#### [DIRECTIONS FOR THIS TASK]
Reproduce all of the material below, substituting "place one point" for every occurrence of "drop one marker" and leaving everything else unchanged.

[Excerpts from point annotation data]
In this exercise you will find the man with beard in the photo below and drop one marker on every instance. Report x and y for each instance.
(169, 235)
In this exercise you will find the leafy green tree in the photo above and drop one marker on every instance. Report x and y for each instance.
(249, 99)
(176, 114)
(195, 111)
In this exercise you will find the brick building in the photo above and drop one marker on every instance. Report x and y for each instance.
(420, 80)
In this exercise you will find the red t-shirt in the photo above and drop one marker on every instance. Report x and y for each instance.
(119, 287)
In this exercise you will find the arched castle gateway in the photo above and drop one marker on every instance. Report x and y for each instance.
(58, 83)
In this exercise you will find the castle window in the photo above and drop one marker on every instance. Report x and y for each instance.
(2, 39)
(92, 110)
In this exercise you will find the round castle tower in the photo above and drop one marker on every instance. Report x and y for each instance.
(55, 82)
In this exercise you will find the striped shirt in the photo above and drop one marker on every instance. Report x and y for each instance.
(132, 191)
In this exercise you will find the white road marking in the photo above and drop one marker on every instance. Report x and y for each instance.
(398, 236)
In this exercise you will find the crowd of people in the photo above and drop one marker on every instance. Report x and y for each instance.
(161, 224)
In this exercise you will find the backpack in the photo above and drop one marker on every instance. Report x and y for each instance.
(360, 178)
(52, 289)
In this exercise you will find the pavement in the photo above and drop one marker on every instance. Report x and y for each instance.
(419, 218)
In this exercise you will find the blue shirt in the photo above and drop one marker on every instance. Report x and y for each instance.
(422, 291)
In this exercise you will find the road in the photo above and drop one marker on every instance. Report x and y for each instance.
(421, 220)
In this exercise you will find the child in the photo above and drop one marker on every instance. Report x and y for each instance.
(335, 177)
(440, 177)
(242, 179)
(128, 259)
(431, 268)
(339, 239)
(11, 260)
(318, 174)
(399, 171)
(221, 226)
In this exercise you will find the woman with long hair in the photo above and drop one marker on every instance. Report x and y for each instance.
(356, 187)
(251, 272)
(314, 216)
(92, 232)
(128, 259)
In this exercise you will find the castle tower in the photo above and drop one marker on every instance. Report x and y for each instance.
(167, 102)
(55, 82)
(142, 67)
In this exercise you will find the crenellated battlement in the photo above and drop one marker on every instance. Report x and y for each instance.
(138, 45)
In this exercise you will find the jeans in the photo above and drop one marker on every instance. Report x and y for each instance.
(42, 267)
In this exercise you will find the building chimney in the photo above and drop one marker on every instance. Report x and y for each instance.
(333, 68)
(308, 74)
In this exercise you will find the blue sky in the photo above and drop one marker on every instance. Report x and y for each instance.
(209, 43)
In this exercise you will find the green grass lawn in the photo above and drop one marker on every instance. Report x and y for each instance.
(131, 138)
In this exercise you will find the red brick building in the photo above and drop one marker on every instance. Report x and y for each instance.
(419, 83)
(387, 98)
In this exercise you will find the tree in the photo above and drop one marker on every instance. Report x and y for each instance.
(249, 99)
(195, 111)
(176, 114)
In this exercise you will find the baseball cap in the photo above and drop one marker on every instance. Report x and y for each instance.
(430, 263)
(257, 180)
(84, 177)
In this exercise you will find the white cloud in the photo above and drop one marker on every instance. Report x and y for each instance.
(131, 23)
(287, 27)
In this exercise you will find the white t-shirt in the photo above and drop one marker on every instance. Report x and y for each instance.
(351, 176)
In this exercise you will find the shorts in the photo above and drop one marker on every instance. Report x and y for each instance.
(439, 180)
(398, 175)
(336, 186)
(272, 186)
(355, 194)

#### [SOLUTION TO THE PROBLEM]
In this exercise you will find the man with beard in the photo below and place one point on every instance. Report x and y for each instance.
(169, 235)
In this exercise you will find the leafy green tree in the photo above and place one point on every instance. Report x and y for each instance.
(249, 99)
(176, 114)
(195, 111)
In this exercise you will find the brick building in the photo above and place one point on every instance. Report x and y for each instance.
(420, 80)
In this exercise you will find the red t-shirt in the photo above and place one point on every instance. Report x and y for each instance.
(119, 287)
In this exercise you will find the arched castle gateway in the photo above and place one point on every instance. Report x and y for each instance.
(58, 83)
In this exercise you will find the castle window in the photo above and place one point on every instance. Report x and y for each instance.
(2, 39)
(92, 110)
In this exercise you will find the round castle tower in the photo above and place one point on every instance. Report x and y for each instance.
(55, 82)
In this exercise you will find the striped shirt in the photo above and place one point on every instance. Report x and y for each instance.
(132, 191)
In this exercise you will find the white road marking in the photo above and place one point on every instance. Report x and y for each instance.
(398, 236)
In this exercise you will find the crowd of people in the photo above and place one point on every instance. Report x and y for each instance.
(161, 224)
In this exercise you will find the backpack in the photo above and place one point on every instance. Report x and y for each instance.
(360, 178)
(52, 289)
In this exercise you will find the pavement in the photo above and place one point on every instance. Report x and y for each instance.
(419, 218)
In this exercise you will find the blue shirt in the photo above and place one point on every instance. Report x and y for each instance.
(422, 291)
In this exercise you will find the road in the photo above and place one point on every instance. Report x and y for each instance.
(421, 220)
In this exercise you will find the child in the photo above and place one point on every instance. Report x and y for each instance.
(335, 177)
(440, 177)
(242, 179)
(128, 259)
(431, 268)
(339, 239)
(11, 260)
(318, 174)
(399, 171)
(221, 226)
In this exercise you will find the woman with long hair in the photo above and place one point on every instance. Report x and y for each instance.
(356, 187)
(251, 272)
(314, 216)
(92, 232)
(128, 259)
In this exercise you will find the castle tower in the photo above and place one point on every instance. Report x and y for each instance.
(167, 102)
(55, 82)
(142, 67)
In this exercise you will find the crenellated battlement in the photo above and place one point on every instance. Report x and y for each instance.
(138, 45)
In this exercise you will find the jeans in the photo above and place one point on every instance. Report x and y for each instance.
(42, 267)
In this exercise you will find the building chimney in the photo above and place one point on every instance. Report x and y for each instance.
(333, 68)
(308, 74)
In this exercise you will find the blue sky in the photo above and place one point on every instance. Report x and y for each instance.
(209, 43)
In this exercise you will find the green grass lawn in the photo above and place one point on every instance. Report x and y for each instance.
(131, 138)
In this exercise you will find the red brick building in the photo above and place one point on every instance. Report x and y for each instance.
(419, 83)
(387, 98)
In this exercise you will find the tree in the photo above and place one point on every instance. Report x and y for each instance.
(249, 99)
(195, 111)
(176, 114)
In this exercise you will find the baseball cap in the photo above and place one point on every instance. Report x and y for each instance.
(430, 263)
(257, 180)
(84, 177)
In this exercise you will find the white cloud in the photo above and place one point on every instance. Report x and y for each instance.
(131, 23)
(287, 27)
In this exercise you will find the white t-shirt in the photo above and place one point on every instance. Report x and y for each instance.
(351, 176)
In this exercise you will find the shorts in the photo above and place one point on every instance. Report x and y for each instance.
(439, 180)
(398, 175)
(336, 186)
(272, 186)
(355, 194)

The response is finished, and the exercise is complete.